**Activity**
The records appear below. Copy each one exactly.

[Referring expression pointing data]
- Opening Delimiter -

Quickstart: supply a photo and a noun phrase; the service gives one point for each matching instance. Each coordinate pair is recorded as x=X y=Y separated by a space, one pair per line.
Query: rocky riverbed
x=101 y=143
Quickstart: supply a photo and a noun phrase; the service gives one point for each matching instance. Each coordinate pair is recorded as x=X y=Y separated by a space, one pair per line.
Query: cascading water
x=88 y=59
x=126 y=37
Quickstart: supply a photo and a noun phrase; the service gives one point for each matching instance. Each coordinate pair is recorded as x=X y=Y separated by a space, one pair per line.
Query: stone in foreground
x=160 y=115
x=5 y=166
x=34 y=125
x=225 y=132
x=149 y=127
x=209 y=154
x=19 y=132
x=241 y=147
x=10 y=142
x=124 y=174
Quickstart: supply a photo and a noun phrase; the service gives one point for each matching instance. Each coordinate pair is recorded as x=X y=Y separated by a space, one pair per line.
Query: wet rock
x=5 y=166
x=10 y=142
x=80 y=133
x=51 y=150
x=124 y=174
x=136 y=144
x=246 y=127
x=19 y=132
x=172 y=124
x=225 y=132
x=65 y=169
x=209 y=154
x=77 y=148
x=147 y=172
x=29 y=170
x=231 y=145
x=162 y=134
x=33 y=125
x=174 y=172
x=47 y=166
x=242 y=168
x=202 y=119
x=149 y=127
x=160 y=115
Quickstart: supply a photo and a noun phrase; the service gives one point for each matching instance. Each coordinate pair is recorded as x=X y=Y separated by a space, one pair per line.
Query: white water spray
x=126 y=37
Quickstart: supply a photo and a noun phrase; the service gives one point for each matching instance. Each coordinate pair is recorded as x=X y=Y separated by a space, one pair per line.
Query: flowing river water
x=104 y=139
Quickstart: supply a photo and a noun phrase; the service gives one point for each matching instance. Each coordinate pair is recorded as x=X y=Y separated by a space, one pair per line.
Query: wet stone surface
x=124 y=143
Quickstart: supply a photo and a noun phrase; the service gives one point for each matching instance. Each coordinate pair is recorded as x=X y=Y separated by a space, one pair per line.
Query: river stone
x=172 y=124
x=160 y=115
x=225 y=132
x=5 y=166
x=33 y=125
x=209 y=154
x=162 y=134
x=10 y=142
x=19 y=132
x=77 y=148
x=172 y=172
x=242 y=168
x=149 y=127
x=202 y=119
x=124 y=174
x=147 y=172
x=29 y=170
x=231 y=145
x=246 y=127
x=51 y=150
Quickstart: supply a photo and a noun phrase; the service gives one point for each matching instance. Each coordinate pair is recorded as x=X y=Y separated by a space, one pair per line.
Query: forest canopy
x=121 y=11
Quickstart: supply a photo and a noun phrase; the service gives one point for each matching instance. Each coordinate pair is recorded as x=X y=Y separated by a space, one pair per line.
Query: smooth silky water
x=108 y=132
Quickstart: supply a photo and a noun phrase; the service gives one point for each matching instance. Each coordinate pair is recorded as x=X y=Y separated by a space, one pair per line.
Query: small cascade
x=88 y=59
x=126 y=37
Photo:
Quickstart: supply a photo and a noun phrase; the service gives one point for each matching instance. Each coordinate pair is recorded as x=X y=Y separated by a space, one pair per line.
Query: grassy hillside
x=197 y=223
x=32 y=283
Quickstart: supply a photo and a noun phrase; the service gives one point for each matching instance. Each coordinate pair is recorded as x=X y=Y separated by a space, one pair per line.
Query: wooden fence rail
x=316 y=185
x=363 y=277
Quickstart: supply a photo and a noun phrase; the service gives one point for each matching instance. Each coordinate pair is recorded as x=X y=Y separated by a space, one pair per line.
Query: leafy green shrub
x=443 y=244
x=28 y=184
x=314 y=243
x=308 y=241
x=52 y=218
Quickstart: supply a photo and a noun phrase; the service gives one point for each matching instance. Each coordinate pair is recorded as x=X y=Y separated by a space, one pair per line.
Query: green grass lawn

- Closing Delimiter -

**Response area**
Quickstart: supply a photo and a noun phrase; the service gives one point for each matching instance. Each coordinate pair is recorded as x=X y=Y separated by a space, one pair per line.
Query: rocky riverbed
x=101 y=143
Quickstart: supply a photo and a noun phrase; the service gives one point for each matching instance. Each coordinate pair is recorded as x=X y=Y separated by a space, one pair per line.
Query: cascading water
x=88 y=59
x=126 y=37
Quickstart: supply a photo and a noun phrase; the service gives one point for each matching instance. Each coordinate pair is recorded as x=X y=Y separated by a space, one pair per line.
Query: stone in foreground
x=160 y=115
x=5 y=166
x=34 y=125
x=225 y=132
x=149 y=127
x=209 y=154
x=19 y=132
x=241 y=147
x=10 y=142
x=124 y=174
Quickstart: supply a photo and a noun phrase; the service gives one point for each matching instance. Each coordinate pair is recorded as x=X y=Y separated by a space, one pair per line.
Query: wet rock
x=5 y=166
x=10 y=142
x=80 y=133
x=51 y=150
x=124 y=174
x=136 y=144
x=246 y=127
x=19 y=132
x=172 y=124
x=225 y=132
x=65 y=169
x=209 y=154
x=77 y=148
x=147 y=172
x=29 y=170
x=231 y=145
x=162 y=134
x=33 y=125
x=174 y=172
x=47 y=166
x=242 y=168
x=202 y=119
x=149 y=127
x=160 y=115
Quickstart: supply a photo and a noun phrase; the service gives one point for each matching instance. Each coordinate pair is recorded as x=X y=Y separated by a space, one pair per line.
Query: white water spray
x=126 y=37
Quickstart: supply a photo and a noun phrase; the service gives one point for each matching instance. Each coordinate pair is recorded as x=X y=Y separated by a space, one pair per line.
Query: flowing river water
x=104 y=139
Quickstart: supply a photo and a noun phrase; the service gives one point for each matching instance. Each coordinate pair is recorded as x=X y=Y separated by a space, one pair per line.
Query: wet stone surface
x=124 y=143
Quickstart: supply a photo and a noun phrase; the service gives one point for each matching instance. Each coordinate pair is recorded as x=X y=Y separated by a space, one pair per line.
Query: river stone
x=172 y=124
x=160 y=115
x=225 y=132
x=5 y=166
x=33 y=125
x=209 y=154
x=162 y=134
x=10 y=142
x=19 y=132
x=77 y=148
x=172 y=172
x=242 y=168
x=149 y=127
x=202 y=119
x=124 y=174
x=147 y=172
x=29 y=170
x=231 y=145
x=246 y=127
x=51 y=150
Quickstart: supply a photo and a noun phrase; the service gives one point for each matching instance. Each coordinate pair is recorded as x=X y=Y separated by a space, one pair per line.
Query: forest canopy
x=121 y=11
Quickstart: supply a photo and a noun phrase; the service gives one point for each matching instance. Each coordinate pair is recorded as x=X y=Y separated by a space, one pair per line.
Query: smooth silky water
x=108 y=132
Quickstart: supply a photo and a noun phrase; the service gives one point for each matching instance. Each coordinate pair is recorded as x=X y=Y separated by a space, one pair per line.
Query: small cascade
x=88 y=59
x=126 y=37
Photo:
Quickstart: supply a photo and a noun phrase; the service gives one point for each matching instance. Each coordinate pair is recorded as x=X y=Y separated by a space, one pair per line.
Query: grassy hillside
x=197 y=223
x=32 y=283
Quickstart: supply a photo and a noun phrase; the service gives one point for each matching instance. Each coordinate pair is recorded as x=X y=Y separated by a space, one pair per line.
Query: wooden fence rail
x=316 y=185
x=363 y=277
Quickstart: supply a photo and a noun phrase; the service gives one point for each matching instance. Each coordinate pair is recorded as x=X y=Y separated by a space, one pair per line.
Query: leafy green shrub
x=443 y=244
x=28 y=184
x=314 y=243
x=308 y=241
x=52 y=218
Quickstart: supply a photo and a noun phrase; the service gives one point for each matching instance. Each coordinate pair is recorded as x=X y=Y separated by a space, one pair per line.
Query: green grass lawn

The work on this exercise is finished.